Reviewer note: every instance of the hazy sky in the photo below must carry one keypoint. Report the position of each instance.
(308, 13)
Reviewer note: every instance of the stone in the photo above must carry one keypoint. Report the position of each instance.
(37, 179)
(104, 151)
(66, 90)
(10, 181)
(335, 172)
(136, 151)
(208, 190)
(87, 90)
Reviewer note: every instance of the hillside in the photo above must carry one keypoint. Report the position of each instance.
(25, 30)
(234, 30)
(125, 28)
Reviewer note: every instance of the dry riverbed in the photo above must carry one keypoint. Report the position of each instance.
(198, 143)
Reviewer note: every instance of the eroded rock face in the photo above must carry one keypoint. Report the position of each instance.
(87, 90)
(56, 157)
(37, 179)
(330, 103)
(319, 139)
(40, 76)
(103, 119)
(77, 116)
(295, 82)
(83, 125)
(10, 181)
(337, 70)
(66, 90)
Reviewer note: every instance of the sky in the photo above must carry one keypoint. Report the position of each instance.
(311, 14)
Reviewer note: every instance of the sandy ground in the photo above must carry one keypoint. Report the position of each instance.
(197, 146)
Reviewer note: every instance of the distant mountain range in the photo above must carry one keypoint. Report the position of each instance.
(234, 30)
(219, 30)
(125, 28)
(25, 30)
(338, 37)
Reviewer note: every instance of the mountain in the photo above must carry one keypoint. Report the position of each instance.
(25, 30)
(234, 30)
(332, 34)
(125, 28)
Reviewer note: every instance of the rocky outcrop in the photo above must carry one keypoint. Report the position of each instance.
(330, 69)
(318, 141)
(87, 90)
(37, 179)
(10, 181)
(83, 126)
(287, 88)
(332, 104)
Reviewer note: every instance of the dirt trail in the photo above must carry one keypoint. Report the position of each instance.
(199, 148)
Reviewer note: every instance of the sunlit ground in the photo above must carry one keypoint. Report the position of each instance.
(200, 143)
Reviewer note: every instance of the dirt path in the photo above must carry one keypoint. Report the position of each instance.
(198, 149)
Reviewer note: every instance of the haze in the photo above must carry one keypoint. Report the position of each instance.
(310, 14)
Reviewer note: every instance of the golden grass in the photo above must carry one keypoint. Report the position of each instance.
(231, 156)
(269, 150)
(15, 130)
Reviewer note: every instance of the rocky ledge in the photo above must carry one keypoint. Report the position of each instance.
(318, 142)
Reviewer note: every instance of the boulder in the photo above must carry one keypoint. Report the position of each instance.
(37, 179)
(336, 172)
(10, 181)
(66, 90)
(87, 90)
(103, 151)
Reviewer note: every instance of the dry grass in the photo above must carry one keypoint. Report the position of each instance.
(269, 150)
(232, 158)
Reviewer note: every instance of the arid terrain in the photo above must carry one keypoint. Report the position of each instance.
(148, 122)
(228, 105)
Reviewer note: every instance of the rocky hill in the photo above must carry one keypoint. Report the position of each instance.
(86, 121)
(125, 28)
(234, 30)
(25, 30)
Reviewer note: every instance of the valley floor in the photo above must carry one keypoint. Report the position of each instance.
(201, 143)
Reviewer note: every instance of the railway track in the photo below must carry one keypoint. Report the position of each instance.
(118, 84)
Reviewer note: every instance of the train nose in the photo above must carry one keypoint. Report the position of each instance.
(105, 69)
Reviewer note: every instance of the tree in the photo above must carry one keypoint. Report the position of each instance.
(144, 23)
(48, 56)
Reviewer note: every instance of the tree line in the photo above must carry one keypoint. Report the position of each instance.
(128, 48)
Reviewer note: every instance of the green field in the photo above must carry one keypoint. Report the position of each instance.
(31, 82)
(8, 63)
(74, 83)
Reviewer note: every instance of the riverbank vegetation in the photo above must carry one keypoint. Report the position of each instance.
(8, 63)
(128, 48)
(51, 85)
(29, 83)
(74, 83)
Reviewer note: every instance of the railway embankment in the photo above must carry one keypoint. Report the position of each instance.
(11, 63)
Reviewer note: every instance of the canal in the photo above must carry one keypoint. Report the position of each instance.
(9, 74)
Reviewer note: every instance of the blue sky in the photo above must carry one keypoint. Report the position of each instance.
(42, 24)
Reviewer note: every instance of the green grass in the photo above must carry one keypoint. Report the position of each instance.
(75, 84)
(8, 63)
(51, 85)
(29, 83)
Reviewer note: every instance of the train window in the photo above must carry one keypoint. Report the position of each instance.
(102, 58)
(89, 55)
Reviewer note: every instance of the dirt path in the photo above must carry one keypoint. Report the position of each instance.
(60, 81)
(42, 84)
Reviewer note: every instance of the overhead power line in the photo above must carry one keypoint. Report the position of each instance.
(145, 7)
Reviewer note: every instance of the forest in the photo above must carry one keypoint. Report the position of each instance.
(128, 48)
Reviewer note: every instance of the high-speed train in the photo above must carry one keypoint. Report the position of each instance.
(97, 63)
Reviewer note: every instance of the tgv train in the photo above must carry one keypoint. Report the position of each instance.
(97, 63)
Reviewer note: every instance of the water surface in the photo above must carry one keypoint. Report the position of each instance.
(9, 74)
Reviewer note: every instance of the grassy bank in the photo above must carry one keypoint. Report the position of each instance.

:: Task statement ::
A word-for-word copy of all the material is the required answer.

:: Problem solution ::
Reviewer note: every instance of the hazy sky in the photo below must carry one keypoint. Report the position of each instance.
(308, 13)
Reviewer note: every instance of the stone in the photo above must carry one keypoint. Report the position of each instance.
(37, 179)
(104, 151)
(66, 90)
(10, 181)
(335, 172)
(136, 151)
(208, 190)
(87, 90)
Reviewer note: every instance of the hillside in the photo above must carry one keypoint. Report the position of each instance.
(25, 30)
(234, 30)
(125, 28)
Reviewer note: every instance of the dry riverbed in the photo above must carry one keypoint. Report the position of each instance.
(198, 143)
Reviewer note: every instance of the eroded rock face in the photo above must carry one keypoint. Report the position of each instance.
(87, 90)
(56, 157)
(37, 179)
(330, 103)
(319, 139)
(40, 76)
(103, 119)
(77, 116)
(295, 82)
(83, 125)
(10, 181)
(337, 70)
(66, 90)
Reviewer note: every instance of the sky in the photo above must carry one keypoint. Report the position of each instance.
(311, 14)
Reviewer note: every instance of the sandy ground in the photo above must carry one keypoint. Report the position of each instance.
(197, 146)
Reviewer note: every instance of the distant mountain range in the photo above must carry one keypoint. Report the position of each instance.
(234, 30)
(219, 30)
(125, 28)
(25, 30)
(338, 37)
Reviewer note: every instance of the mountain in the photo above must carry one keypoint. Report the position of each instance.
(25, 30)
(234, 30)
(332, 34)
(125, 28)
Reviewer note: every instance of the rocky outcrop in the photo above must carry one keypoint. Report the position of each instance.
(330, 69)
(318, 141)
(87, 90)
(37, 179)
(10, 181)
(83, 126)
(287, 88)
(332, 104)
Reviewer note: every instance of the dirt trail in the photo above must carry one keypoint. Report the position of each instance.
(199, 148)
Reviewer note: every instance of the sunlit ground in the photo above must carry one keypoint. Report the position of each instance.
(200, 143)
Reviewer note: every instance of the dirt path in the photo above must carry one keypoint. Report the position of each instance.
(198, 149)
Reviewer note: every instance of the haze in the photo above must carry one keypoint. Report the position of each instance.
(310, 14)
Reviewer note: every instance of the golden grass in the photo above must carry one keypoint. Report the position of each instance.
(231, 156)
(269, 150)
(15, 130)
Reviewer note: every instance of the rocky ledge in the photo above must carry one keypoint. Report the position of each instance.
(318, 142)
Reviewer note: every instance of the boulder in the photo above must carry one keypoint. Report the position of each instance.
(37, 179)
(336, 172)
(10, 181)
(66, 90)
(87, 90)
(103, 151)
Reviewer note: every instance of the dry grass in the photo above must carry one keypoint. Report the position of each instance.
(269, 150)
(232, 158)
Reviewer note: every instance of the arid terrain in the photo above must carry one keypoint. Report the position of each instance.
(148, 122)
(228, 105)
Reviewer note: every instance of the rocky hill in the photo above must carry one keypoint. Report the position of each instance.
(86, 121)
(125, 28)
(234, 30)
(25, 30)
Reviewer note: every instance of the valley floor in the photo above must carry one keypoint. Report the position of each instance.
(201, 143)
Reviewer note: every instance of the railway track in the photo below must carry one keypoint. Report the position of each instance.
(118, 84)
Reviewer note: every instance of the train nose in the photo above must carry one keypoint. Report the position of each instance.
(105, 69)
Reviewer note: every instance of the tree in the photo above must carry one keypoint. Report the position of each instance.
(144, 23)
(48, 56)
Reviewer note: every instance of the tree line in the photo above must carry one keypoint. Report the position of each instance.
(128, 48)
Reviewer note: every instance of the green field in the photo above must carry one keypoint. Report the position of each instance.
(31, 82)
(8, 63)
(74, 83)
Reviewer note: every instance of the riverbank vegetation in the photo above must carry one keypoint. Report the position of each instance.
(8, 63)
(128, 48)
(51, 85)
(29, 83)
(74, 83)
Reviewer note: every instance of the railway embankment in the photo above must carry one keypoint. Report the position of each instance.
(11, 63)
Reviewer note: every instance of the canal in the photo above must carry one keypoint. Report the position of each instance.
(9, 74)
Reviewer note: every instance of the blue sky in the photo above must carry one keypoint. Report the position of each instance.
(42, 24)
Reviewer note: every instance of the green grass in the photo above must carry one keypoint. Report the position of each instance.
(75, 84)
(8, 63)
(51, 85)
(29, 83)
Reviewer note: every instance of the train window in the photo above must carry one keypoint. Report the position of each instance.
(102, 58)
(89, 55)
Reviewer note: every instance of the dirt path in the photo above must carry one keypoint. Report the position of each instance.
(60, 81)
(42, 84)
Reviewer note: every instance of the overhead power line in the photo above must carry one keypoint. Report the position of each instance.
(145, 7)
Reviewer note: every instance of the forest in the photo above must carry one keypoint. Report the position of each instance.
(128, 48)
Reviewer note: every instance of the high-speed train in the photo above must carry one keypoint. Report the position of each instance.
(97, 63)
Reviewer note: every instance of the tgv train in the photo above must carry one keypoint. Report the position of each instance.
(97, 63)
Reviewer note: every instance of the water surface in the photo above must carry one keypoint. Report the position of each instance.
(9, 74)
Reviewer note: every instance of the grassy bank in the photo above must carry one keypoint. Report the position of each instance.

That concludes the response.